##### Data provided
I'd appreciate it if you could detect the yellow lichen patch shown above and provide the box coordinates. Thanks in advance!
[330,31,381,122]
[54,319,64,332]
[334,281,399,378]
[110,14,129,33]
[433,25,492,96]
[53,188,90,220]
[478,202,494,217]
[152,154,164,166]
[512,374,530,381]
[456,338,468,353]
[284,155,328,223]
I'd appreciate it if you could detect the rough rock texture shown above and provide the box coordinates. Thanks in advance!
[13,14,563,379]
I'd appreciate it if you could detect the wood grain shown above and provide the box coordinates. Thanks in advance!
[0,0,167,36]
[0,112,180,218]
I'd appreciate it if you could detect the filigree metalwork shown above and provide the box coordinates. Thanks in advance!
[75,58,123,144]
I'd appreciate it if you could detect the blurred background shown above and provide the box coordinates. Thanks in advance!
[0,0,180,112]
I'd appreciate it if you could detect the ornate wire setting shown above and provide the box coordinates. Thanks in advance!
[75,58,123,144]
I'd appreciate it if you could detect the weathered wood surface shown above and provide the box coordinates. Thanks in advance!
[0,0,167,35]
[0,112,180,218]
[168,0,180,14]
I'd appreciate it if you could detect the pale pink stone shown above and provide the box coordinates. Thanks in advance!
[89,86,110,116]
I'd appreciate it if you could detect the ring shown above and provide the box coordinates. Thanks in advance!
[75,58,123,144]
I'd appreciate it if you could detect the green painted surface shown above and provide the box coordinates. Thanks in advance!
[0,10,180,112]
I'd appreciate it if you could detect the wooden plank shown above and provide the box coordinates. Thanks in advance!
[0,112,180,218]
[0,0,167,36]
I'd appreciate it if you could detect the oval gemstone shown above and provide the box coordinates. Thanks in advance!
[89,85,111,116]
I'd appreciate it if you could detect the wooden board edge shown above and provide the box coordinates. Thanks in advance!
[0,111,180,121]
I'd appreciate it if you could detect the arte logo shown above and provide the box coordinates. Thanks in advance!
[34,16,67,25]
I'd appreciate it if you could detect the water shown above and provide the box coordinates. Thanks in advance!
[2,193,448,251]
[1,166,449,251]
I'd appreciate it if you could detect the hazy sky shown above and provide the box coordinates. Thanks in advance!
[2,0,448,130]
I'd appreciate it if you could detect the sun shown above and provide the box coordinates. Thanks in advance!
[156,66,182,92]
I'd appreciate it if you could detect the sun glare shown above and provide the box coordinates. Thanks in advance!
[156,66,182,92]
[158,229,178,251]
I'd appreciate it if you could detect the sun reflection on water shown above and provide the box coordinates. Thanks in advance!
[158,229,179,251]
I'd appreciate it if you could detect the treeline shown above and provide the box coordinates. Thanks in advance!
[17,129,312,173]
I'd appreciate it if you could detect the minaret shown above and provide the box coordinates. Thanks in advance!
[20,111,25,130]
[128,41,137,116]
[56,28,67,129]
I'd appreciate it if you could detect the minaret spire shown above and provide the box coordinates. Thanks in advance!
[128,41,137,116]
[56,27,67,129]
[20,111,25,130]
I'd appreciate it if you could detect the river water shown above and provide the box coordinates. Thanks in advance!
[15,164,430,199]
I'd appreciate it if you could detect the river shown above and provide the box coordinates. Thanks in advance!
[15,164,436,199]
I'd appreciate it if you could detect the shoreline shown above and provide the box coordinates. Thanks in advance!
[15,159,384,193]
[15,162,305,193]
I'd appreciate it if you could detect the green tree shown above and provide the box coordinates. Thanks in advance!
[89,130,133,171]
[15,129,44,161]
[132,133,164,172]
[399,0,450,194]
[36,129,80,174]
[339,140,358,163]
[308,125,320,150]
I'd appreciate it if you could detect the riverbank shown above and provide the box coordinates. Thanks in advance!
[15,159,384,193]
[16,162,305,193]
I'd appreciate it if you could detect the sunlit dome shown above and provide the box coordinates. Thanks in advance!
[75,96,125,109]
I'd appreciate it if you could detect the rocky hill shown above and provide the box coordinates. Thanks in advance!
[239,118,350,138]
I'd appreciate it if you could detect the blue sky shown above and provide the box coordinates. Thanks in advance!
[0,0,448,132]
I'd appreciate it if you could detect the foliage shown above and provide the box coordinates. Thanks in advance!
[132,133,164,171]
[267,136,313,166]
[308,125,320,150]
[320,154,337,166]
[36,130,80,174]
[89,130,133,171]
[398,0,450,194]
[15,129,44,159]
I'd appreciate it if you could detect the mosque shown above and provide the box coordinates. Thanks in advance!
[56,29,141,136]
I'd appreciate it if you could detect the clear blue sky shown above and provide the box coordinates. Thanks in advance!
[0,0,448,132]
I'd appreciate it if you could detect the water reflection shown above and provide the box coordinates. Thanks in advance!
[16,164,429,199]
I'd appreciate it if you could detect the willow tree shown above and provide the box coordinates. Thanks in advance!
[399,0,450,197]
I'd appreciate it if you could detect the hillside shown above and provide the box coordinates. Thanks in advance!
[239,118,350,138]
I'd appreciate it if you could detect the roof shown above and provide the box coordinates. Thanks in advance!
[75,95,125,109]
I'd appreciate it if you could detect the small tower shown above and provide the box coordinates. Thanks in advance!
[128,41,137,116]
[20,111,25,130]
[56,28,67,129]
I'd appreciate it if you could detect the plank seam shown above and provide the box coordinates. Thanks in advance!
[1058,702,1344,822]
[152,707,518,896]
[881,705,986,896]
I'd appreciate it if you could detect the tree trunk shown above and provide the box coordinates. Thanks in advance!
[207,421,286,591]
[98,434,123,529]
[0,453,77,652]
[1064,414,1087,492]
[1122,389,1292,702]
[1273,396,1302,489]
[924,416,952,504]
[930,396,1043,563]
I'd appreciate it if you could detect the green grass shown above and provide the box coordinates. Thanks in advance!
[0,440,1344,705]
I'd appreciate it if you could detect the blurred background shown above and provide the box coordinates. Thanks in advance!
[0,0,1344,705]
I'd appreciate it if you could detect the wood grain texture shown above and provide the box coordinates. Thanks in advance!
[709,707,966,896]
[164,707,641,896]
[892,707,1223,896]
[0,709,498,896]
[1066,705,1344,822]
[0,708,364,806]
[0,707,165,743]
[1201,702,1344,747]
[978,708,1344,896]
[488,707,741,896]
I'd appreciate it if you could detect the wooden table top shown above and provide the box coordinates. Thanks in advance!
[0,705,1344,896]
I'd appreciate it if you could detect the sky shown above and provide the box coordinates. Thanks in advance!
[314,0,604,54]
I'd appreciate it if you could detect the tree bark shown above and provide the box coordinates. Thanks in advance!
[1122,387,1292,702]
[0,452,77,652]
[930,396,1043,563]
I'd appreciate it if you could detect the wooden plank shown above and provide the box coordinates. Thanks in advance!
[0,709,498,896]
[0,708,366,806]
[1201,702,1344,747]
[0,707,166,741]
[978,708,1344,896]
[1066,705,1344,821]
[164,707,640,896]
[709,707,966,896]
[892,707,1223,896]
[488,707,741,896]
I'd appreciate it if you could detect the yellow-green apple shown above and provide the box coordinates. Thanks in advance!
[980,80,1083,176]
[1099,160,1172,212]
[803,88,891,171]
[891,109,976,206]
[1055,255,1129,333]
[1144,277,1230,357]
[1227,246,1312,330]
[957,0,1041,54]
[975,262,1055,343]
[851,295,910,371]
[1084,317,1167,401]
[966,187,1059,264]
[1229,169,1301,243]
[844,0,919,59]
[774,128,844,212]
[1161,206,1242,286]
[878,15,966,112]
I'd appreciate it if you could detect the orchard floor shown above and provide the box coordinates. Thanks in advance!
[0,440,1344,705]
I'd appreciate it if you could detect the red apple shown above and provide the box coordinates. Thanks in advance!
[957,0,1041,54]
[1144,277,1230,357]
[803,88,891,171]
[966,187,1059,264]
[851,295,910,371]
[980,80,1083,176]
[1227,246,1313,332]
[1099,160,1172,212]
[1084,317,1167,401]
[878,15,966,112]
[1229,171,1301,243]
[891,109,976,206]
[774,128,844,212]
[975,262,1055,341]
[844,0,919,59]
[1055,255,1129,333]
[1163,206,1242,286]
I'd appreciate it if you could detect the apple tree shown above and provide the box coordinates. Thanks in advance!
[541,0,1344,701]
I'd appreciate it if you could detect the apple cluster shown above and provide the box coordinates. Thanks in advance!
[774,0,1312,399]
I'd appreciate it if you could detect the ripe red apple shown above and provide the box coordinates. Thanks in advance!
##########
■ **Task details**
Please reproduce, word for word, the part of the records above that opens with the line containing "I'd appreciate it if you could detect the ornate" and closes with the line containing "[89,86,110,116]".

■ **Solution to this exercise**
I'd appreciate it if you could detect the ornate wire setting shown above and provide the box coordinates. Thanks in advance!
[75,58,123,144]
I'd appreciate it if you could detect the weathered wood surface shown above and provide the box coordinates. Thanks in advance!
[0,0,167,35]
[0,112,180,218]
[168,0,180,14]
I'd appreciate it if you could detect the pale pink stone shown above and provide the box coordinates. Thanks in advance!
[89,86,110,116]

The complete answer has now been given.